Même une consommation unique de substances comme le cannabis ou les cannabinoïdes de synthèse peut laisser des traces durables dans le cerveau. Ces effets sont particulièrement marqués chez les adolescents, dont le cerveau est en pleine croissance.
Les travaux menés par Olivier Manzoni, directeur de recherche à l’Inserm, Pascale Chavis, directrice de recherche au CNRS, et leur équipe à l’Institut de neurobiologie de la Méditerranée (Inmed – AMU/inserm) se sont concentrés sur le cortex préfrontal. Cette région cérébrale, associée à la prise de décision, au contrôle des impulsions et aux interactions sociales, est particulièrement vulnérable pendant l’adolescence. Leur recherche met en évidence que l’exposition aux cannabinoïdes de synthèse peut perturber le développement normal du cortex préfrontal, entraînant à long terme des difficultés cognitives et comportementales.
Une découverte clé de leur étude concerne la Reelin, une protéine essentielle au développement et au fonctionnement du cerveau. La consommation de cannabinoïdes de synthèse entraîne une diminution significative des niveaux de Reelin, ce qui altère la communication entre les neurones, déséquilibre les signaux cérébraux et réduit la plasticité cérébrale. Ces perturbations sont à l’origine des problèmes comportementaux observés chez les consommateurs de ces substances.
En utilisant un modèle de souris mâles adolescentes, les chercheurs ont démontré qu’une seule dose de cannabinoïdes de synthèse suffit à réduire fortement les niveaux de Reelin dans certaines régions du cortex préfrontal. Contrairement à ce que l’on pourrait penser, cette diminution n’est pas due à une production moindre de la protéine, mais à une dégradation accélérée.
Un autre aspect crucial de leur découverte est le rôle des récepteurs cannabinoïdes CB1R. Ces récepteurs, souvent présents dans les mêmes cellules que la Reelin, jouent un rôle central dans le mécanisme de réduction de cette protéine. Les chercheurs ont établi que l’activation des CB1R par les cannabinoïdes de synthèse déclenche la dégradation de la Reelin, amplifiant ainsi les effets néfastes sur le cerveau adolescent.
Ces travaux soulignent l’importance de mieux comprendre les risques liés à l’exposition aux cannabinoïdes, en particulier chez les jeunes, afin d’informer les politiques de prévention et d’encadrer l’usage de ces substances.

=-=-=-=-=

À FAIRE »
1. Selon l'extrait, à quoi est due la baisse des niveaux de Reelin après une dose de cannabinoïdes de synthèse ?
2. Énumérez toutes les fonctions auxquelles l'extrait associe le cortex préfrontal.
3. Relevez dans l'extrait tout le passage qui va de « Une découverte clé » jusqu'à « une dégradation accélérée. ».
Appuyez-vous uniquement sur l'extrait.

DONNÉES FOURNIES »
=-=-=-=-=

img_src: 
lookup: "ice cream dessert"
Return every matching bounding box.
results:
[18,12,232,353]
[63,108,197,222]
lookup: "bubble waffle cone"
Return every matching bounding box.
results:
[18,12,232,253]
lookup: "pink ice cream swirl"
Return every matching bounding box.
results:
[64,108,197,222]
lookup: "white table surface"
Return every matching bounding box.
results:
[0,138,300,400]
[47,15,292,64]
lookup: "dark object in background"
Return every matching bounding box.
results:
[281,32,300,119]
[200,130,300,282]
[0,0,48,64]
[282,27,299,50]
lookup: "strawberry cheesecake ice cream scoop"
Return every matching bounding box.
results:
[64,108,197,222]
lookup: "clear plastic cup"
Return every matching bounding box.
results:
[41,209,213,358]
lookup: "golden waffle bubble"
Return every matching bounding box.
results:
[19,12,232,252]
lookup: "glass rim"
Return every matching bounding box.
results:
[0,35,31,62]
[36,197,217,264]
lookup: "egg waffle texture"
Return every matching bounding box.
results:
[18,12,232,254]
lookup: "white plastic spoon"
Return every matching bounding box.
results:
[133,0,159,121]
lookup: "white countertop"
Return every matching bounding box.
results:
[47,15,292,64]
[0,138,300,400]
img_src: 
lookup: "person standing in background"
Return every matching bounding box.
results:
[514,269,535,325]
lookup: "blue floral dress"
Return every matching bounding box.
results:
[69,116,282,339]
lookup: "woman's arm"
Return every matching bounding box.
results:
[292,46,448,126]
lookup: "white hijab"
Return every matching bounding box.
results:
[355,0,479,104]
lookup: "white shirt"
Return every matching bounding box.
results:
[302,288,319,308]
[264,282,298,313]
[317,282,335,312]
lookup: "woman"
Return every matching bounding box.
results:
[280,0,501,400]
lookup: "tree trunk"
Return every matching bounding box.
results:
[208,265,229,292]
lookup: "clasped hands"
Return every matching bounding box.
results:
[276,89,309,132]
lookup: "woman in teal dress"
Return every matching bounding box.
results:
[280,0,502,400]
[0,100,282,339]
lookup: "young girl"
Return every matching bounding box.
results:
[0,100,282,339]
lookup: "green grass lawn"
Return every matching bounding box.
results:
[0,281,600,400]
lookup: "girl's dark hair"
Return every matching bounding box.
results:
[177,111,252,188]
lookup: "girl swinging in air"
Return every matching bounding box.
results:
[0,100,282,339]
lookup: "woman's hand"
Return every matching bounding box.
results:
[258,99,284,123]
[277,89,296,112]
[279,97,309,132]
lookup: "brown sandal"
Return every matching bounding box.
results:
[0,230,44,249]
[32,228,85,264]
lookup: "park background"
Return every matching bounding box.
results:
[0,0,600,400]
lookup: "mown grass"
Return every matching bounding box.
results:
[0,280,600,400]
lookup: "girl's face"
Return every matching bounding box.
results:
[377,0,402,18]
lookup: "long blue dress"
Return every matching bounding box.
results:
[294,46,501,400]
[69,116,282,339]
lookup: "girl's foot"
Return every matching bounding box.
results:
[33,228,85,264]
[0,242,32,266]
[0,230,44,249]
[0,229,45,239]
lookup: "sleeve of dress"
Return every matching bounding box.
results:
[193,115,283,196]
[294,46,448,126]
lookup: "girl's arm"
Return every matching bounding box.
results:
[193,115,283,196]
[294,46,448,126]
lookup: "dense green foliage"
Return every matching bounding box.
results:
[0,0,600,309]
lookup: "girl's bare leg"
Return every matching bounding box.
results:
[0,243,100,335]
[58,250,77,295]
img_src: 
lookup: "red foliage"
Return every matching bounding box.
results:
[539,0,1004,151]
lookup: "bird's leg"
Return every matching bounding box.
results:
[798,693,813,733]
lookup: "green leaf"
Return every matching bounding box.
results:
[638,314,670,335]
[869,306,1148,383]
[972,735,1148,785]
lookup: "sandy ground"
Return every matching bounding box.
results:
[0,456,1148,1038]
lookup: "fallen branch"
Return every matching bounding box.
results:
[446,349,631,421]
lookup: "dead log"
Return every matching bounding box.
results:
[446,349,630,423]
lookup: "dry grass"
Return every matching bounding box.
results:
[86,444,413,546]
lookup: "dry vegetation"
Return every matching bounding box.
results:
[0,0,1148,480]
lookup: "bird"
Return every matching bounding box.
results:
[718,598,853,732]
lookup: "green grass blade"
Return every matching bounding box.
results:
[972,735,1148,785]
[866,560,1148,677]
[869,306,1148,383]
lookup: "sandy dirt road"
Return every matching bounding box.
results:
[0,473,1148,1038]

=-=-=-=-=

CORRIGÉ DES EXERCICES »
1. Elle est due à une dégradation accélérée de la protéine, et non à une production moindre.

2. La prise de décision, le contrôle des impulsions et les interactions sociales.

3.
Une découverte clé de leur étude concerne la Reelin, une protéine essentielle au développement et au fonctionnement du cerveau. La consommation de cannabinoïdes de synthèse entraîne une diminution significative des niveaux de Reelin, ce qui altère la communication entre les neurones, déséquilibre les signaux cérébraux et réduit la plasticité cérébrale. Ces perturbations sont à l’origine des problèmes comportementaux observés chez les consommateurs de ces substances.
En utilisant un modèle de souris mâles adolescentes, les chercheurs ont démontré qu’une seule dose de cannabinoïdes de synthèse suffit à réduire fortement les niveaux de Reelin dans certaines régions du cortex préfrontal. Contrairement à ce que l’on pourrait penser, cette diminution n’est pas due à une production moindre de la protéine, mais à une dégradation accélérée.